---- RECORDS SHOWN

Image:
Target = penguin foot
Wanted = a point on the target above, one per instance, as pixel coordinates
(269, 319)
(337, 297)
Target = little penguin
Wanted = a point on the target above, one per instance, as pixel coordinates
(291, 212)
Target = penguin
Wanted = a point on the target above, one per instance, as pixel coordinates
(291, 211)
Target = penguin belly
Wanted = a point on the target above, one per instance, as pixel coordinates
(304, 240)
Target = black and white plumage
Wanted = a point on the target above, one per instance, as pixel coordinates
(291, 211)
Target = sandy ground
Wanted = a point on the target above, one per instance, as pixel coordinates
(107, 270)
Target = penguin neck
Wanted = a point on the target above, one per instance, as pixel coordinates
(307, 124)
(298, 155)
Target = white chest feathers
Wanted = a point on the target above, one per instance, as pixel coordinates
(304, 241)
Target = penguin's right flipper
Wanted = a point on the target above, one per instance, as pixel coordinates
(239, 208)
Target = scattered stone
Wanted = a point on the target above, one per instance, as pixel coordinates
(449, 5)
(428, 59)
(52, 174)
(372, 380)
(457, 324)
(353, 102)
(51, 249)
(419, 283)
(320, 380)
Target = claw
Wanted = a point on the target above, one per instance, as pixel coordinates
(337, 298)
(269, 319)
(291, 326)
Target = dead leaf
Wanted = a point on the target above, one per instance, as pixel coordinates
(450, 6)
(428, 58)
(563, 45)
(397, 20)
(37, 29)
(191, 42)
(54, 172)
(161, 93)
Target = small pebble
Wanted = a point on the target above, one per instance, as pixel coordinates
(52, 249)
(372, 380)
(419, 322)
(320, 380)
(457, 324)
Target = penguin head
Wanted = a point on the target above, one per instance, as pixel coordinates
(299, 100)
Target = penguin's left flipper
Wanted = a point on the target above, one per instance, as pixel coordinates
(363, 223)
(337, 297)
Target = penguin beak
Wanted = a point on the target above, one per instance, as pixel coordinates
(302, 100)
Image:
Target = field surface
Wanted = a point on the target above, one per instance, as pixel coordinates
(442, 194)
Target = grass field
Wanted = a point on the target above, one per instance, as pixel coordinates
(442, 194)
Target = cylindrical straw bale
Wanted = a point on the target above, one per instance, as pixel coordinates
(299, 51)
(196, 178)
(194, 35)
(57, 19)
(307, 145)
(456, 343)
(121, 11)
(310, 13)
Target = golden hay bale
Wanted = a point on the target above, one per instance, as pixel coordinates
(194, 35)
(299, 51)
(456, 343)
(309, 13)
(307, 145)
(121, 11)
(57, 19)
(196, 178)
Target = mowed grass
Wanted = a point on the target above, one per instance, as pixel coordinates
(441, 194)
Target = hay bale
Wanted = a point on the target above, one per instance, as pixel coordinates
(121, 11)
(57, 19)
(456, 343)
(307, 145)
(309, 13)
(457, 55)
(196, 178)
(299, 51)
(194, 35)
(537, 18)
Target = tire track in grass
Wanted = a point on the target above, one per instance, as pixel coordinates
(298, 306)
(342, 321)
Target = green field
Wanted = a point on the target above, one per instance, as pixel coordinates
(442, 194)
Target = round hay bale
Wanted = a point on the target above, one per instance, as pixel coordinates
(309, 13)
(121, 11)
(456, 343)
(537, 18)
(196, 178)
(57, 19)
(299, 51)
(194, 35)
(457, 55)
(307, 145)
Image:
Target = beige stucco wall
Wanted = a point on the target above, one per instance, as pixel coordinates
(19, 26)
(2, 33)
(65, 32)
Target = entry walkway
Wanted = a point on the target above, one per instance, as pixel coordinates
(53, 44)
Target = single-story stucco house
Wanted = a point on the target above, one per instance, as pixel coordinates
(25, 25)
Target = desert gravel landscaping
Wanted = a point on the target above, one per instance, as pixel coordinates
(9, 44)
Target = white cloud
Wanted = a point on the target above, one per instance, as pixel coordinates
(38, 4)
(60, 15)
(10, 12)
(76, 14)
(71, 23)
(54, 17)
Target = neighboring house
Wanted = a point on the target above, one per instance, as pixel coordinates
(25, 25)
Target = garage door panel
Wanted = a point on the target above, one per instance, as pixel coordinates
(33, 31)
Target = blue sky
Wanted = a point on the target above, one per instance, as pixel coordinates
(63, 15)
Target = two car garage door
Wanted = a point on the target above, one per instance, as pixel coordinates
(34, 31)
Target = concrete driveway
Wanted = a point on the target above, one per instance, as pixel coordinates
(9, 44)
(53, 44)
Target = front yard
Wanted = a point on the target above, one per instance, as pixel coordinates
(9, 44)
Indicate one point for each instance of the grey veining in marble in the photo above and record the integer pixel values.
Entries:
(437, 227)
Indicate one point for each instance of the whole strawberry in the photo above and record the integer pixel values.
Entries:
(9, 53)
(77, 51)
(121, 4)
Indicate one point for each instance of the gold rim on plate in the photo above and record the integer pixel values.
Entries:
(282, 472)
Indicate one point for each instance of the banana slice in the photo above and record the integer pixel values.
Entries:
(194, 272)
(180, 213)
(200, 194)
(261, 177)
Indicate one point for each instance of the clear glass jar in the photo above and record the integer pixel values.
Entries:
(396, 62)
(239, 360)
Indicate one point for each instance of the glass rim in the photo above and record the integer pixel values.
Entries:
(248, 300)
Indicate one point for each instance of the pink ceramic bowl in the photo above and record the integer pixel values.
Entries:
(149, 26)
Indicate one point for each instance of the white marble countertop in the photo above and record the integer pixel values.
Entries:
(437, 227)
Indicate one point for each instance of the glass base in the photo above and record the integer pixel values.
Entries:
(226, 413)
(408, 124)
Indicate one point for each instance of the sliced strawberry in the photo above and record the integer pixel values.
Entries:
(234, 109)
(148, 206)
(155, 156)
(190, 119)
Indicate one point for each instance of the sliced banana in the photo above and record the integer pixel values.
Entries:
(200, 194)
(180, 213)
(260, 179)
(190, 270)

--------

# EXERCISE AIM
Repeat every entry exactly, please.

# PROBLEM SOLUTION
Image:
Target = penguin foot
Wanted = a point on the target above, one per instance, as pixel coordinates
(269, 319)
(337, 297)
Target = little penguin
Wanted = a point on the target above, one per instance, as pixel coordinates
(291, 212)
Target = penguin
Wanted = a point on the target above, one per instance, as pixel coordinates
(291, 211)
Target = penguin belly
Wanted = a point on the target above, one per instance, as pixel coordinates
(304, 240)
Target = black and white plumage
Wanted = a point on the target above, one per instance, as pixel coordinates
(291, 211)
Target = sandy ground
Wanted = a point on the target above, one per instance, as pixel coordinates
(107, 270)
Target = penguin neck
Wanted = a point on the target above, one per instance, as pixel coordinates
(307, 124)
(298, 155)
Target = white chest feathers
Wanted = a point on the target above, one per instance, as pixel coordinates
(304, 241)
Target = penguin's right flipper
Wanted = a point on the target above, one per instance, as pixel coordinates
(239, 208)
Target = scattered stone
Wanted = a point on the target above, one per instance, as pixel coordinates
(449, 5)
(428, 59)
(52, 174)
(372, 380)
(457, 324)
(353, 102)
(51, 249)
(419, 283)
(320, 380)
Target = claw
Wanted = a point on the target above, one per instance, as pixel coordinates
(337, 298)
(269, 319)
(291, 326)
Target = dead leaf
Wanted = a point on the target above, one per instance, as pixel coordinates
(450, 6)
(428, 58)
(563, 45)
(397, 20)
(37, 29)
(191, 42)
(54, 172)
(161, 93)
Target = small pebble
Wanted = a point on the target above, one per instance, as pixel coordinates
(52, 249)
(372, 380)
(419, 322)
(320, 380)
(457, 324)
Target = penguin head
Wanted = a point on the target above, one per instance, as pixel coordinates
(299, 100)
Target = penguin's left flipper
Wanted = a point on the target above, one per instance, as pixel coordinates
(363, 223)
(337, 297)
Target = penguin beak
Wanted = a point on the target above, one per instance, as pixel coordinates
(302, 100)
Image:
Target = field surface
Wanted = a point on the target above, one per instance, as pixel coordinates
(442, 194)
Target = grass field
Wanted = a point on the target above, one per instance, as pixel coordinates
(442, 194)
Target = cylindrical straw bale
Wanted = a point on the target above, one per instance, as pixel coordinates
(299, 51)
(196, 178)
(194, 35)
(57, 19)
(307, 145)
(456, 343)
(121, 11)
(310, 13)
Target = golden hay bale
Wanted = a point on the target above, one per instance, as pixel coordinates
(194, 35)
(299, 51)
(456, 343)
(309, 13)
(307, 145)
(121, 11)
(57, 19)
(196, 178)
Target = mowed grass
Wanted = a point on the target above, one per instance, as pixel coordinates
(441, 194)
Target = hay bale
Wanted = a point on the target above, one per instance, as pixel coordinates
(121, 11)
(57, 19)
(456, 343)
(307, 145)
(309, 13)
(457, 55)
(196, 178)
(299, 51)
(194, 35)
(537, 18)
Target = tire track in grass
Wanted = a point on the target above, one per instance, as pixel coordinates
(298, 306)
(342, 321)
Target = green field
Wanted = a point on the target above, one per instance, as pixel coordinates
(442, 194)
Target = round hay bale
Wanted = a point on the target above, one per instance, as pixel coordinates
(309, 13)
(121, 11)
(456, 343)
(537, 18)
(196, 178)
(57, 19)
(299, 51)
(194, 35)
(457, 55)
(307, 145)
Image:
Target = beige stucco wall
Wanted = a point on the target above, one per instance, as pixel coordinates
(19, 26)
(2, 33)
(65, 32)
Target = entry walkway
Wanted = a point on the target above, one per instance, as pixel coordinates
(53, 44)
Target = single-story stucco house
Wanted = a point on the target above, one per instance, as pixel coordinates
(25, 25)
Target = desert gravel landscaping
Wanted = a point on the target above, one per instance, as pixel coordinates
(9, 44)
Target = white cloud
Wanted = a point on the target above, one per instance, as pixel coordinates
(38, 4)
(60, 15)
(10, 12)
(76, 14)
(71, 23)
(54, 17)
Target = neighboring house
Wanted = a point on the target above, one per instance, as pixel coordinates
(25, 25)
Target = garage door panel
Wanted = a point on the target above, one per instance, as pixel coordinates
(33, 31)
Target = blue sky
Wanted = a point on the target above, one per instance, as pixel coordinates
(63, 15)
Target = two car garage door
Wanted = a point on the target above, one per instance, as pixel coordinates
(34, 31)
Target = concrete driveway
Wanted = a point on the target above, one per instance, as pixel coordinates
(9, 44)
(53, 44)
Target = front yard
Wanted = a point on the target above, one per instance, as pixel coordinates
(9, 44)
Indicate one point for each instance of the grey veining in marble in the photo above and record the integer pixel values.
Entries:
(437, 227)
Indicate one point for each instance of the whole strawberry in the photo above and record the integer pixel values.
Entries:
(9, 53)
(77, 51)
(121, 4)
Indicate one point for each instance of the gold rim on plate in the photo above and record the integer pixel values.
Entries:
(282, 472)
Indicate one point for each instance of the banana slice in the photo above and record the integer pixel values.
Entries:
(194, 272)
(180, 213)
(200, 194)
(261, 177)
Indicate one point for each instance of the clear glass jar in the photo above and record the integer pixel values.
Entries:
(396, 62)
(239, 360)
Indicate one point for each instance of the glass rim in the photo above and record the integer pixel values.
Entries:
(248, 300)
Indicate one point for each instance of the pink ceramic bowl in the photo above and record the integer pixel values.
Entries:
(149, 26)
Indicate one point for each instance of the white marble countertop in the photo above and record the integer pixel values.
Entries:
(437, 227)
Indicate one point for each instance of the glass base in the photo above and record the integer pixel values.
Entries:
(226, 413)
(408, 124)
Indicate one point for each instance of the sliced strawberry in the photo above and record the integer pixel values.
Entries:
(234, 109)
(148, 206)
(155, 156)
(190, 119)
Indicate one point for each instance of the sliced banana in the photo above and record the integer pixel values.
Entries:
(200, 194)
(180, 213)
(260, 179)
(190, 270)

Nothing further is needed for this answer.